▶ **TEXT TO READ**:
This is a Numerical Analysis textbook question on Numerical Differentiation (like https://en.wikipedia.org/wiki/Numerical_differentiation)
(fyi, I asked a similar but different question on the same textbook section earlier. This is the last one, promise 🙂 )
Official Textbook Question
Derive a method for approximating $f'''(x_0)$ whose error term is of order $h^2$ by expanding the function $f$ in a fourth Taylor polynomial about $x_0$ and evaluating at $x_0 \pm h$ and $x_0 \pm 2h$
My Question
I believe I can do this problem, but I end up with an error term that has a $h^4$ term while the question asks for a solution with an error term of order $h^2$. Is this right, am I doing something wrong?

▶ **ENTRIES PROVIDED**:
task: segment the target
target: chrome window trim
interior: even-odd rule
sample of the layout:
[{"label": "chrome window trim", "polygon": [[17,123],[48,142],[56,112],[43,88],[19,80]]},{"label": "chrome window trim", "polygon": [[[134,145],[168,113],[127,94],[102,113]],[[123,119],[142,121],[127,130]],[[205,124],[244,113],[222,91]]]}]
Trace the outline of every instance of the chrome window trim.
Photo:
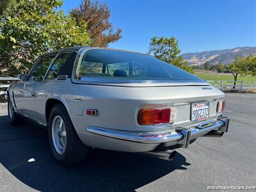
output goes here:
...
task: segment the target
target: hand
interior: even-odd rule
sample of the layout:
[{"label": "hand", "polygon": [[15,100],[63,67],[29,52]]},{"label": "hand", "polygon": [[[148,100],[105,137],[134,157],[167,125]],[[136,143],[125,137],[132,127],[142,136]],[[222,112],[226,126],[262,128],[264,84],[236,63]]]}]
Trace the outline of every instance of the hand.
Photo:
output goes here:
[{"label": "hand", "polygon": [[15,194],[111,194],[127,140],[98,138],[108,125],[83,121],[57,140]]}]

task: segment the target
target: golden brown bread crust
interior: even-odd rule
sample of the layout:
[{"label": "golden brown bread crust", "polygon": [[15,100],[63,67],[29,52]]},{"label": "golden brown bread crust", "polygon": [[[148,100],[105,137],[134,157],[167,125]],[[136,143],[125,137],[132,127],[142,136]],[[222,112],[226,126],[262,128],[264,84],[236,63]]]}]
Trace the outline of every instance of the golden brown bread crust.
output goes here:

▶ **STATED TASK**: In the numerical differentiation text, what term does the asker's error term end up containing, instead of the order the textbook question requires?

▶ **THE OUTPUT**: An $h^4$ term.